◆ Problem details: Output the lines from the start of the data through the line containing "box: [7, 180, 640, 471]", including that line, as a JSON list of strings with one string per line. Leave out blank lines and any pictures.

◆ Dataset entries:
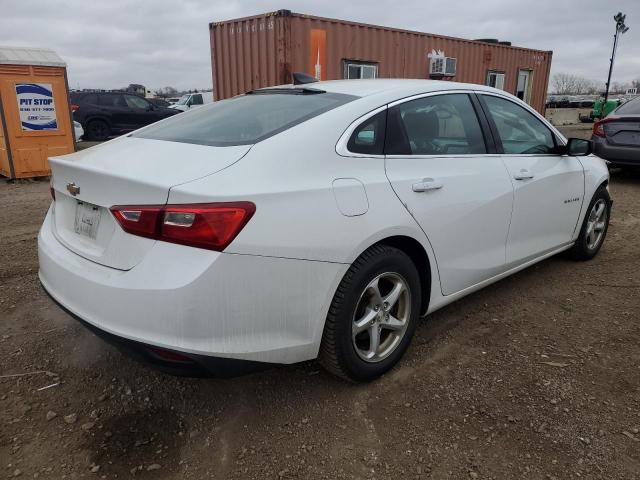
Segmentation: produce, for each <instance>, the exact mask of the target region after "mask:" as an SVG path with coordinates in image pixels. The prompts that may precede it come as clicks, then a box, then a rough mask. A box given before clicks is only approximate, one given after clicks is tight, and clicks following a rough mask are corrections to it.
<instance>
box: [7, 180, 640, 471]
mask: <svg viewBox="0 0 640 480" xmlns="http://www.w3.org/2000/svg"><path fill="white" fill-rule="evenodd" d="M611 192H612V196H613V198H614V200H615V205H614V210H613V218H612V223H611V227H610V230H609V235H608V238H607V241H606V243H605V245H604V248H603V250H602V252H601V253H600V255H599V256H598V257H597V258H596V259H595V260H593V261H591V262H587V263H575V262H572V261H569V260H566V259H564V258H562V257H557V258H552V259H550V260H547V261H545V262H542V263H540V264H538V265H537V266H535V267H532V268H530V269H528V270H526V271H524V272H521V273H520V274H518V275H516V276H514V277H512V278H510V279H507V280H504V281H502V282H500V283H498V284H495V285H493V286H491V287H489V288H486V289H485V290H483V291H481V292H478V293H476V294H474V295H472V296H470V297H467V298H465V299H463V300H462V301H459V302H457V303H455V304H453V305H451V306H449V307H447V308H445V309H443V310H441V311H439V312H437V313H435V314H434V315H431V316H430V317H429V318H428V319H426V320H424V321H423V322H422V323H421V324H420V326H419V327H418V330H417V333H416V337H415V338H414V341H413V344H412V346H411V348H410V349H409V351H408V354H407V355H406V358H405V359H404V361H403V362H402V363H401V365H400V366H399V367H398V368H396V369H395V370H394V371H393V372H391V373H390V374H388V375H386V376H385V377H384V378H382V379H381V380H379V381H377V382H375V383H372V384H368V385H349V384H346V383H344V382H341V381H339V380H337V379H335V378H333V377H331V376H330V375H328V374H326V373H324V371H322V370H320V368H319V367H318V365H316V364H315V363H314V362H309V363H306V364H302V365H296V366H290V367H283V368H276V369H272V370H269V371H266V372H262V373H256V374H253V375H249V376H245V377H241V378H236V379H231V380H215V379H185V378H174V377H170V376H167V375H164V374H161V373H157V372H155V371H153V370H150V369H148V368H147V367H145V366H141V365H138V364H137V363H135V362H133V361H132V360H130V359H129V358H126V357H124V356H123V355H121V354H120V353H119V352H118V351H116V350H114V349H113V348H111V347H109V346H107V345H105V344H104V343H102V342H101V341H100V340H98V339H97V338H95V337H94V336H93V335H92V334H91V333H89V332H87V331H86V330H85V329H84V328H82V327H81V326H79V325H78V324H77V323H76V322H75V321H74V320H72V319H71V318H69V317H67V316H66V315H65V314H64V313H62V312H61V311H60V310H59V309H58V308H57V307H56V306H55V305H54V304H53V303H52V302H51V301H50V300H49V298H48V297H47V296H46V295H45V294H44V293H43V292H42V291H41V289H40V287H39V285H38V279H37V268H38V266H37V255H36V234H37V230H38V228H39V225H40V223H41V221H42V218H43V216H44V214H45V211H46V209H47V207H48V205H49V192H48V183H47V182H46V181H34V182H20V183H15V184H10V183H7V182H5V181H0V206H1V207H2V208H0V254H1V256H0V258H2V261H1V262H0V359H1V363H0V376H1V378H0V478H3V477H4V478H12V477H14V476H18V477H20V478H36V477H38V478H52V479H60V478H82V477H85V478H109V479H111V478H143V479H170V478H171V479H173V478H188V479H202V478H216V479H227V478H232V479H244V478H255V479H265V478H273V479H278V478H285V479H286V478H308V479H318V478H327V479H341V478H378V479H382V478H388V479H398V478H412V479H413V478H417V479H427V478H433V479H441V478H451V479H465V478H500V479H515V478H530V479H554V478H555V479H566V478H591V479H622V478H624V479H632V478H640V433H639V429H640V348H639V345H640V325H639V321H640V268H639V267H640V175H629V174H621V173H620V174H616V175H614V177H613V179H612V184H611ZM25 374H26V375H25ZM11 375H16V376H11ZM48 386H50V388H44V387H48Z"/></svg>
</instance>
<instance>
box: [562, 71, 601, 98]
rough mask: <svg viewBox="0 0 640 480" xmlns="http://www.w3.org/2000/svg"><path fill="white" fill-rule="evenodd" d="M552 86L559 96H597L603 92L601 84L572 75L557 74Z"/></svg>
mask: <svg viewBox="0 0 640 480" xmlns="http://www.w3.org/2000/svg"><path fill="white" fill-rule="evenodd" d="M552 84H553V90H554V92H555V93H556V94H558V95H580V94H595V93H599V92H600V91H601V90H603V85H602V84H601V83H600V82H597V81H595V80H591V79H589V78H585V77H581V76H579V75H573V74H571V73H556V74H555V75H554V76H553V79H552Z"/></svg>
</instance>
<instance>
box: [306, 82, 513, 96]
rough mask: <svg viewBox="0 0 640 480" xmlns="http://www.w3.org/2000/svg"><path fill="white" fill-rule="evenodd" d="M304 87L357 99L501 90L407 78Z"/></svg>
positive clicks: (470, 85)
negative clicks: (411, 94)
mask: <svg viewBox="0 0 640 480" xmlns="http://www.w3.org/2000/svg"><path fill="white" fill-rule="evenodd" d="M304 86H305V87H309V88H317V89H320V90H325V91H327V92H334V93H344V94H347V95H356V96H358V97H366V96H369V95H376V94H379V93H384V92H394V91H395V92H401V91H419V92H424V93H428V92H437V91H442V90H484V91H498V92H501V93H504V92H503V91H502V90H496V89H495V88H491V87H486V86H484V85H478V84H471V83H460V82H450V81H443V80H423V79H407V78H371V79H360V80H355V79H352V80H326V81H322V82H314V83H310V84H304Z"/></svg>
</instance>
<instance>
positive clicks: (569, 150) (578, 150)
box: [567, 138, 593, 157]
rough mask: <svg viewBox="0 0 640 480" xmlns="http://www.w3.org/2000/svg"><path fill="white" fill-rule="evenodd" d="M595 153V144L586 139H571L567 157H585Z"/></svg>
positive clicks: (570, 140) (568, 149)
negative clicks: (593, 150) (594, 149)
mask: <svg viewBox="0 0 640 480" xmlns="http://www.w3.org/2000/svg"><path fill="white" fill-rule="evenodd" d="M592 152H593V142H592V141H591V140H585V139H584V138H570V139H569V141H568V142H567V155H571V156H572V157H584V156H586V155H589V154H591V153H592Z"/></svg>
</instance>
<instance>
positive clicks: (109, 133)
mask: <svg viewBox="0 0 640 480" xmlns="http://www.w3.org/2000/svg"><path fill="white" fill-rule="evenodd" d="M110 135H111V128H110V127H109V124H107V122H105V121H104V120H97V119H96V120H90V121H89V122H87V127H86V128H85V137H87V139H88V140H95V141H103V140H106V139H107V138H109V136H110Z"/></svg>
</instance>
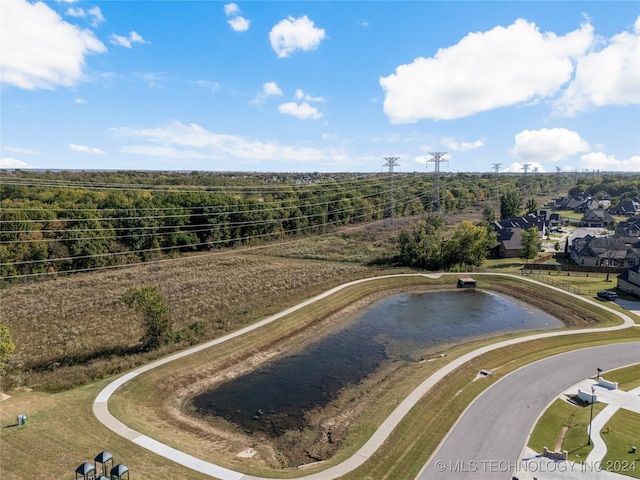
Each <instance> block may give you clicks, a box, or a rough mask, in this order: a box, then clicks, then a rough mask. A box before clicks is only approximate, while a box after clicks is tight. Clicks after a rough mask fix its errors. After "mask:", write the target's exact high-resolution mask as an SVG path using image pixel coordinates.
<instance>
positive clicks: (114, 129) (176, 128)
mask: <svg viewBox="0 0 640 480" xmlns="http://www.w3.org/2000/svg"><path fill="white" fill-rule="evenodd" d="M112 130H113V132H114V133H115V134H116V135H118V136H121V137H132V138H136V139H138V140H142V141H147V142H149V143H150V145H149V144H147V145H131V146H126V147H124V149H123V151H126V152H129V153H139V154H145V155H152V156H158V157H163V156H171V157H172V158H179V157H180V155H182V154H186V155H188V156H189V157H190V158H210V159H222V160H226V159H229V158H235V159H241V160H247V161H249V160H250V161H263V160H297V161H318V160H322V159H323V158H325V154H324V153H323V152H322V151H320V150H318V149H315V148H307V147H295V146H283V145H279V144H277V143H273V142H271V143H270V142H263V141H260V140H252V139H248V138H245V137H241V136H237V135H227V134H219V133H214V132H210V131H208V130H206V129H204V128H202V127H201V126H199V125H197V124H195V123H191V124H184V123H181V122H173V123H171V124H170V125H168V126H166V127H158V128H147V129H134V128H128V127H122V128H115V129H112Z"/></svg>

◆ Written answer:
[
  "Segmentation: produce, for each <instance>, the exact mask of the target region after \"mask:\" as an SVG path with coordinates in image pixels. The prompts that may precede it come as clicks, then a box, then a rough mask. A box given before clicks is only approximate, one given after clicks is tight, and clicks following a rough mask are corrections to it.",
  "<instance>",
  "box: [7, 180, 640, 471]"
]